### PARTS OF THE EXERCISE
#1 Duplicate the part of the article on Twins testing that begins at the words "Calibra asserts that" and stops after "to previous behavior.".
#2 According to the article on Twins testing, why does the method run two instances of a node with the same identity?

### DOCUMENT SEGMENT
⟨
Facebook’s Calibra team have published a research paper outlining a new method for Byzantine fault tolerance, or BFT, testing. Termed as “Twins”, it comprises of a lightweight method for testing a network’s BFT implementation.

The testing method runs two instances of a node with the same identity to emulate Byzantine behavior “including equivocation, double voting, and losing internal state.”

Calibra co-creator David Marcus, tweeted:


One of my greatest joys at work is getting to work with some of the brightest and most capable people in the industry. Here's some cutting edge work on testing BFT implementations by our mighty research team. https://t.co/kCYLBjGiJF — David Marcus (@davidmarcus) April 23, 2020

Calibra asserts that Twins would allow its operator to “systematically generate Byzantine attack scenarios at scale, execute them in a controlled manner, and check for desired protocol properties.”

The paper outlines the use of Twins to recreate several noted attacks on BFT protocols, determining that two of the attacks both of which “took the community more than a decade to discover” would have been identified by Twins “within minutes.”

While the paper asserts that many Byzantine seniors can be identified using the system, the authors admit that “some Byzantine behaviors are not covered by Twins,” including those that do not adhere to the full disclosure of causal past where nodes act deterministically according to previous behavior.
⟩
Records from a data source
⟨
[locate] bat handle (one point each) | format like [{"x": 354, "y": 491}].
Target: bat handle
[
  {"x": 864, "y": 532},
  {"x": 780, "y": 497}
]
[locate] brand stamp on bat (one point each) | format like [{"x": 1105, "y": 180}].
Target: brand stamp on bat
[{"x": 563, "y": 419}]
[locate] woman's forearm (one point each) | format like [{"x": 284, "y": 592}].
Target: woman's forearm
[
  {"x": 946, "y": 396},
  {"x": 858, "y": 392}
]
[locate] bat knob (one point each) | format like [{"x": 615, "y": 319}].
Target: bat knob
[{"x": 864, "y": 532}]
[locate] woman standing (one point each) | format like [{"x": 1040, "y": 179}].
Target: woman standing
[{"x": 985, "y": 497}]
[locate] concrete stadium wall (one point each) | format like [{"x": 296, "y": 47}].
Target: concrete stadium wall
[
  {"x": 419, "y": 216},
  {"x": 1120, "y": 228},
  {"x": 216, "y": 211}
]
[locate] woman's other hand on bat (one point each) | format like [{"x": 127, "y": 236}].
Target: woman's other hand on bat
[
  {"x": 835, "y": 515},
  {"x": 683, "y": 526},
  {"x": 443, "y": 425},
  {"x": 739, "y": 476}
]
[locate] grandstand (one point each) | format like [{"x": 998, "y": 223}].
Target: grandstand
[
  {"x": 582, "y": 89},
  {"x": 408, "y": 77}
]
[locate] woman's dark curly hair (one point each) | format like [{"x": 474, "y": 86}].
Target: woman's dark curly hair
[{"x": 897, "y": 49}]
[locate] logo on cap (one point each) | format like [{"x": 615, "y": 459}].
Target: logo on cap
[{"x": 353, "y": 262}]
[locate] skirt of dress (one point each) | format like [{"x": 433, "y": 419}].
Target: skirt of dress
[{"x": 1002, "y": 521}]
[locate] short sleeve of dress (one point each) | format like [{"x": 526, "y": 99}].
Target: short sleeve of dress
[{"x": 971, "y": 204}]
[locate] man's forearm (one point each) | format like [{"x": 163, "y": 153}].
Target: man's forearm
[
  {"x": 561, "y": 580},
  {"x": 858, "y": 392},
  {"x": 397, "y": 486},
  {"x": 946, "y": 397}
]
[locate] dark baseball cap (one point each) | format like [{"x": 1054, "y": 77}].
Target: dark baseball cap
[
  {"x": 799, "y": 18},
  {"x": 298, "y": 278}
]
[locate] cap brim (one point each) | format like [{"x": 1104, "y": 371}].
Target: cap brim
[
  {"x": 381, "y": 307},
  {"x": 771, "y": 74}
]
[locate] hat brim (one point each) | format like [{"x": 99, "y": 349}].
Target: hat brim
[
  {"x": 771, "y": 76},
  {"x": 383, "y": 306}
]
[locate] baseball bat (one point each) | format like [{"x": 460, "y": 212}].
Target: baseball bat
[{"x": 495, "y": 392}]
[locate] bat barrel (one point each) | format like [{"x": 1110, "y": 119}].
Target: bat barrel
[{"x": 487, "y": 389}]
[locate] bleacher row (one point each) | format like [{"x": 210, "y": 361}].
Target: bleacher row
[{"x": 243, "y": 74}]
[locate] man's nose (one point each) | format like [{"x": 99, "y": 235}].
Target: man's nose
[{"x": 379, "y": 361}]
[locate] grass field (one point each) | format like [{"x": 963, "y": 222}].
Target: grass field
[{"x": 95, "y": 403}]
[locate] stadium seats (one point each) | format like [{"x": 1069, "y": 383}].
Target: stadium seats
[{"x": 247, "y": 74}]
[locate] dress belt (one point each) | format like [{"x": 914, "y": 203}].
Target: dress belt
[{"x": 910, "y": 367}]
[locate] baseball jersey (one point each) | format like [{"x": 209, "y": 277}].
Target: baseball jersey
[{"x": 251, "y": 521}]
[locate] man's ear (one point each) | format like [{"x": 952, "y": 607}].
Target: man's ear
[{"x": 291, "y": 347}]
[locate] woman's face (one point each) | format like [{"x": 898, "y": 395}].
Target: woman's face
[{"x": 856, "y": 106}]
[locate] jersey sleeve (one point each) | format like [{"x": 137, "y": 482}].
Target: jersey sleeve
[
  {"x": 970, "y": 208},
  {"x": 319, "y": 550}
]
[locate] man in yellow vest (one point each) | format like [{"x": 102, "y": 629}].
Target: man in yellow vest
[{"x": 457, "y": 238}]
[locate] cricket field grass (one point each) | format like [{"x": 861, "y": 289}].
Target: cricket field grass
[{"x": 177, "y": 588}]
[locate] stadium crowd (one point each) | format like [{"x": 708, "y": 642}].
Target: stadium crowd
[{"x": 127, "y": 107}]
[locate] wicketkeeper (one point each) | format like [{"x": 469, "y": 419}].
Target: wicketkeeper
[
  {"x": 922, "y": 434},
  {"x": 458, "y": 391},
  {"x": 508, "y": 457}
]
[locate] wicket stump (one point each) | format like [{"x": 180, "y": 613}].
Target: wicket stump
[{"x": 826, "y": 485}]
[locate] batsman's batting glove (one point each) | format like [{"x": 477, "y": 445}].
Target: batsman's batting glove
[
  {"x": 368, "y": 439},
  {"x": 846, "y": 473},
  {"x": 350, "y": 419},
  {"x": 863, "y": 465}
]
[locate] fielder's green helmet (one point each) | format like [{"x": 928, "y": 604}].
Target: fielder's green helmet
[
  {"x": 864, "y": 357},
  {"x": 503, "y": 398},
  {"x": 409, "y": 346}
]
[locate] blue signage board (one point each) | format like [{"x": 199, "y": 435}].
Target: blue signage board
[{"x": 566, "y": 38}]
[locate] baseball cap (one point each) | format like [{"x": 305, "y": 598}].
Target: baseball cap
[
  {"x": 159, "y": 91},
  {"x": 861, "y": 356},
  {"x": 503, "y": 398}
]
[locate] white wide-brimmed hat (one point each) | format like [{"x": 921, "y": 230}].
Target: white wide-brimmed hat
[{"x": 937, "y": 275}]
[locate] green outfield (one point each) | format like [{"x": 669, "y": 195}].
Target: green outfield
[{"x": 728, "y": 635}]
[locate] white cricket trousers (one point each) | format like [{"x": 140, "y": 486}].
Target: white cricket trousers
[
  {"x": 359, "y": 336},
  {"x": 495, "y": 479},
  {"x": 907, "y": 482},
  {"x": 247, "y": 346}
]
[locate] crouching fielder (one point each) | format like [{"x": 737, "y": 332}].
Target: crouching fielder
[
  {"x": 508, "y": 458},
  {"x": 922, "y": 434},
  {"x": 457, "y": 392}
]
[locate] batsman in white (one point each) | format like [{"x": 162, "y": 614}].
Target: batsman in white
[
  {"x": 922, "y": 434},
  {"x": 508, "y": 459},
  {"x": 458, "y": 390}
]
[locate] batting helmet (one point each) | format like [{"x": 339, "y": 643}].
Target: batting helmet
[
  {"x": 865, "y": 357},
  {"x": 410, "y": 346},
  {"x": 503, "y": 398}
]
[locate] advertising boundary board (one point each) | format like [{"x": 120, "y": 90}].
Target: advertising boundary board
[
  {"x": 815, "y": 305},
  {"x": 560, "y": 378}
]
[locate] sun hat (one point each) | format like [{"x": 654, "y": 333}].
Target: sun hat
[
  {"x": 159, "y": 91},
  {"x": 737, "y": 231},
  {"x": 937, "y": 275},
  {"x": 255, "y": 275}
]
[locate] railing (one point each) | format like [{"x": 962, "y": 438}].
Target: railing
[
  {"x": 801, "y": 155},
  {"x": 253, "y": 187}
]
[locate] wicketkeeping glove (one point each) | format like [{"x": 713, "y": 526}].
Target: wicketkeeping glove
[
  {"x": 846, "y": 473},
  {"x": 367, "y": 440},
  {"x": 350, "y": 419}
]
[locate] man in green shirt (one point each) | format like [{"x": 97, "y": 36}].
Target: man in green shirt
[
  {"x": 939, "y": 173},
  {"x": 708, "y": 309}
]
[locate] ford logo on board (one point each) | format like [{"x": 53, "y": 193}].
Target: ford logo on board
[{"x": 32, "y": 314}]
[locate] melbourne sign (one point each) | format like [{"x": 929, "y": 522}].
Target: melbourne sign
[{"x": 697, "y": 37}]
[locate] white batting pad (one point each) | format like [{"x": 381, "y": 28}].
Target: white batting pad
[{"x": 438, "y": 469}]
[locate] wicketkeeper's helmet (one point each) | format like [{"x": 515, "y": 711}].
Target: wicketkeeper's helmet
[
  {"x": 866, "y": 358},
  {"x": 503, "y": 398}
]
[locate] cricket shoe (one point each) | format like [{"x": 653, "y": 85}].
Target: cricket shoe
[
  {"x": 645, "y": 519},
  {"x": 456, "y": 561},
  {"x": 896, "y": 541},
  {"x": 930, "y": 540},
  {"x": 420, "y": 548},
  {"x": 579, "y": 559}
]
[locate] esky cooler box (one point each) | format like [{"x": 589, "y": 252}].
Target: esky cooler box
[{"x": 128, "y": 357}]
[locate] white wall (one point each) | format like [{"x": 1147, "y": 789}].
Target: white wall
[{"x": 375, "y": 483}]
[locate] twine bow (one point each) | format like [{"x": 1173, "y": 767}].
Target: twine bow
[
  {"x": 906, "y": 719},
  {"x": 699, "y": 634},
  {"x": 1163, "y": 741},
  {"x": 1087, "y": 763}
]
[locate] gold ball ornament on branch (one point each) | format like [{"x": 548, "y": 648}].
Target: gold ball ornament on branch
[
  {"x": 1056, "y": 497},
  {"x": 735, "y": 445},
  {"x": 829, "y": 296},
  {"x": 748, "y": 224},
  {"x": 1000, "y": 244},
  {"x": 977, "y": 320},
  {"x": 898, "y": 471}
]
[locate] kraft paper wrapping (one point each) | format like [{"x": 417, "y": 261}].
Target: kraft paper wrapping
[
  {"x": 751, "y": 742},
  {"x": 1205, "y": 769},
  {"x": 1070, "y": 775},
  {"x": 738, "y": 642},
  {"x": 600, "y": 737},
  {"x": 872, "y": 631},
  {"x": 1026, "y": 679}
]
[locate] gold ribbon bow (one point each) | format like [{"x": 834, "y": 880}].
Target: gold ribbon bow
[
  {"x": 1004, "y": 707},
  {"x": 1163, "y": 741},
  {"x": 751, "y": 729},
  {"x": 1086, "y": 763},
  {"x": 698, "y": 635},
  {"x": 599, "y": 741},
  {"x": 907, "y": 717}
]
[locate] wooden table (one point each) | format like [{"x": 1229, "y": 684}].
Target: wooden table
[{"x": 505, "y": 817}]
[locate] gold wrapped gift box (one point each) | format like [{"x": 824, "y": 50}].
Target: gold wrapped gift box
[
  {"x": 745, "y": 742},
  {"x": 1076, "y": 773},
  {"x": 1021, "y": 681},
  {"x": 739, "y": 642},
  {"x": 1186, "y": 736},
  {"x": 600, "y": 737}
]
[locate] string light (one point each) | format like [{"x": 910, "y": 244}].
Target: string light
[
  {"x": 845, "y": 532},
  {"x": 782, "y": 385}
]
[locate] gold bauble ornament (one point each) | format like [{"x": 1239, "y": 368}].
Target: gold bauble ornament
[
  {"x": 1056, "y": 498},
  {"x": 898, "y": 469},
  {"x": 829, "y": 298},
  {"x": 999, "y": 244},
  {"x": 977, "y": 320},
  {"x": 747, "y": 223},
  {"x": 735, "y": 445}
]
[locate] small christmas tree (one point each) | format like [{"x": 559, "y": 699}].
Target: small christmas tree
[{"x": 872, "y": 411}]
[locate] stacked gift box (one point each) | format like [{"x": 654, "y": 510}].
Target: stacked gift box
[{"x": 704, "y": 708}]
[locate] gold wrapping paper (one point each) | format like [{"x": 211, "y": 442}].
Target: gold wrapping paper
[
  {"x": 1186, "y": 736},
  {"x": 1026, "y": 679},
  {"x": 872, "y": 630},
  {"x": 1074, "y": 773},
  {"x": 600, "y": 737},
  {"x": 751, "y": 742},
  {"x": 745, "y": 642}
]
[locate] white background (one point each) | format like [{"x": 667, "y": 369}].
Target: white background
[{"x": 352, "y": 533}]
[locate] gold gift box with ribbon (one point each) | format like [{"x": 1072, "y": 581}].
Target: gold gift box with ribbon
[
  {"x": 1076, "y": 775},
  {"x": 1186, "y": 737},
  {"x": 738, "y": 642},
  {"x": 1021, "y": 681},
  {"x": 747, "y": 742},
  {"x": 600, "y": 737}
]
⟩
### SOLUTIONS PER TASK
#1
Calibra asserts that Twins would allow its operator to “systematically generate Byzantine attack scenarios at scale, execute them in a controlled manner, and check for desired protocol properties.”

The paper outlines the use of Twins to recreate several noted attacks on BFT protocols, determining that two of the attacks both of which “took the community more than a decade to discover” would have been identified by Twins “within minutes.”

While the paper asserts that many Byzantine seniors can be identified using the system, the authors admit that “some Byzantine behaviors are not covered by Twins,” including those that do not adhere to the full disclosure of causal past where nodes act deterministically according to previous behavior.

#2 It runs two instances of a node with the same identity to emulate Byzantine behavior, including equivocation, double voting, and losing internal state.